# Task description
Count the lines in the listing below that contain the word "white". Reply with only the number.

--- Start of Material to process ---

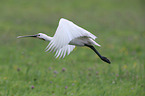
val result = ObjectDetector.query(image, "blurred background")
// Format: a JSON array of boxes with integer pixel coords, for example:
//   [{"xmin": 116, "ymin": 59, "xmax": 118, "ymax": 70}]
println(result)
[{"xmin": 0, "ymin": 0, "xmax": 145, "ymax": 96}]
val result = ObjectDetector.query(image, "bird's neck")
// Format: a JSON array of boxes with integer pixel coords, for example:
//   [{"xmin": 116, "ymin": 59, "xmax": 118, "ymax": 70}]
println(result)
[{"xmin": 43, "ymin": 36, "xmax": 53, "ymax": 41}]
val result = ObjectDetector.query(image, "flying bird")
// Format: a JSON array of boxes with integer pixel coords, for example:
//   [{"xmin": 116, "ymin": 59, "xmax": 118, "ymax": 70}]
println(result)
[{"xmin": 17, "ymin": 18, "xmax": 111, "ymax": 64}]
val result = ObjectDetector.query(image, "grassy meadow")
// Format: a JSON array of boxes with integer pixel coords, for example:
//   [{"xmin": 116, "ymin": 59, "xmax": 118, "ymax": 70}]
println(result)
[{"xmin": 0, "ymin": 0, "xmax": 145, "ymax": 96}]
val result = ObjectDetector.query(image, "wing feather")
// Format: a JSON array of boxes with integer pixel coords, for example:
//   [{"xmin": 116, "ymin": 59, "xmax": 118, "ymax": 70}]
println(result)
[{"xmin": 55, "ymin": 45, "xmax": 75, "ymax": 58}]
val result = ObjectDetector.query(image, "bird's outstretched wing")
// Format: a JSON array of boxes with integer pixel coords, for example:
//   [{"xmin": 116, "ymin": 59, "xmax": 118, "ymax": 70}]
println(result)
[
  {"xmin": 46, "ymin": 18, "xmax": 96, "ymax": 54},
  {"xmin": 55, "ymin": 45, "xmax": 75, "ymax": 58}
]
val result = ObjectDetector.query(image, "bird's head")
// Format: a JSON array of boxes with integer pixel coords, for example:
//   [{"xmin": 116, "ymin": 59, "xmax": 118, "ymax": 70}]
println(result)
[
  {"xmin": 17, "ymin": 33, "xmax": 51, "ymax": 41},
  {"xmin": 101, "ymin": 56, "xmax": 111, "ymax": 64}
]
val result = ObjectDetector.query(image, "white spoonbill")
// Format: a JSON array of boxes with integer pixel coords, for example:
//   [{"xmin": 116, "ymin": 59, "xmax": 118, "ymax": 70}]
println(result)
[{"xmin": 17, "ymin": 18, "xmax": 111, "ymax": 64}]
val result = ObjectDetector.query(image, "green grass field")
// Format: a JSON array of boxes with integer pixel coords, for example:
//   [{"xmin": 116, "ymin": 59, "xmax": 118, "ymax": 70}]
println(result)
[{"xmin": 0, "ymin": 0, "xmax": 145, "ymax": 96}]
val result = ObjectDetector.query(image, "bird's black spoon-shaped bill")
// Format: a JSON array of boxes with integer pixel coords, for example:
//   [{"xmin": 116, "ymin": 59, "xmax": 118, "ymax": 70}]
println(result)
[{"xmin": 17, "ymin": 35, "xmax": 38, "ymax": 38}]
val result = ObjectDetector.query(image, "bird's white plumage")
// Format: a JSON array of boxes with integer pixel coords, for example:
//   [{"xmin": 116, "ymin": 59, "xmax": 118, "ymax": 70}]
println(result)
[
  {"xmin": 46, "ymin": 18, "xmax": 96, "ymax": 58},
  {"xmin": 55, "ymin": 45, "xmax": 75, "ymax": 58},
  {"xmin": 17, "ymin": 18, "xmax": 100, "ymax": 58}
]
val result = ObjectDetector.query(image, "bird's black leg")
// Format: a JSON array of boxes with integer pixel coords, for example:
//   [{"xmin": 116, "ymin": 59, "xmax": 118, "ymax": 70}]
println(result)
[{"xmin": 85, "ymin": 44, "xmax": 111, "ymax": 64}]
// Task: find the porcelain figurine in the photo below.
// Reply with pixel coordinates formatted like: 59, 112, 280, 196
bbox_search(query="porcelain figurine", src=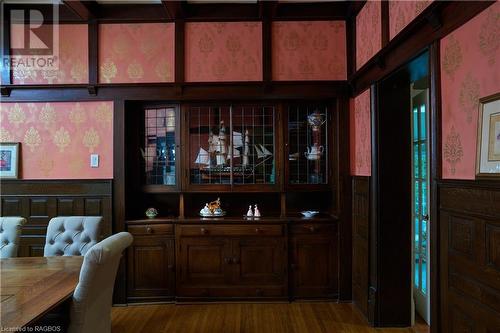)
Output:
200, 203, 211, 216
247, 205, 253, 217
253, 205, 260, 217
146, 207, 158, 219
304, 143, 324, 160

--- End of Material to process ---

# Full response
2